▸ Directions:
(1) The posture passage names the ways our bodies show powerlessness. List each one it gives.
(2) In the posture passage, reproduce the text from "What’s left though, is" to "grows the tree?" word for word.

▸ Document passage:

------------------------

What’s left though, is the postural structure of years of feeling powerless. Research, such as that done by Amy Cuddy, tells us if we feel powerless, our bodies reflects that. We hunch our shoulders, our head is down and forward, limbs close to our torso.
Perhaps you’ve heard the saying – as the twig is bent, so grows the tree?
Reclaiming my stature through feeling worthy
The bent twig is such a true reflection of my life. As early as 9, I recall being scolded to straighten up. I have a life time of my body responding to feeling small and worthless. Now, I am more than ready to take my power back into my body. To do the “physical renovation” that will have me standing tall and strong.
What does this mean? As part of my personal leadership- taking full responsibility and accountability for my life, I am going to find a modality that can help me change my body. Not for vanity’s sake, but for health and happiness. I want it to reflect how I feel now, not when I was powerless and small.
At 5’10 I want to claim my space and feel the confidence in doing so.

------------------------

▸ Data excerpt:
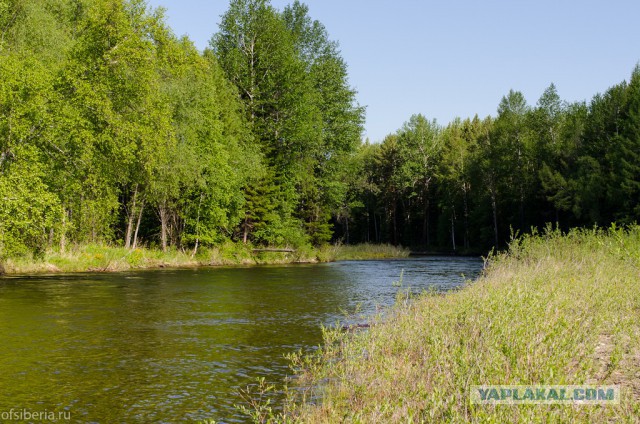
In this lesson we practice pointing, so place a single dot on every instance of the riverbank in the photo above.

------------------------

▸ Set of answers:
(1)
- Hunched shoulders
- Head down and forward
- Limbs close to the torso

(2)
What’s left though, is the postural structure of years of feeling powerless. Research, such as that done by Amy Cuddy, tells us if we feel powerless, our bodies reflects that. We hunch our shoulders, our head is down and forward, limbs close to our torso.
Perhaps you’ve heard the saying – as the twig is bent, so grows the tree?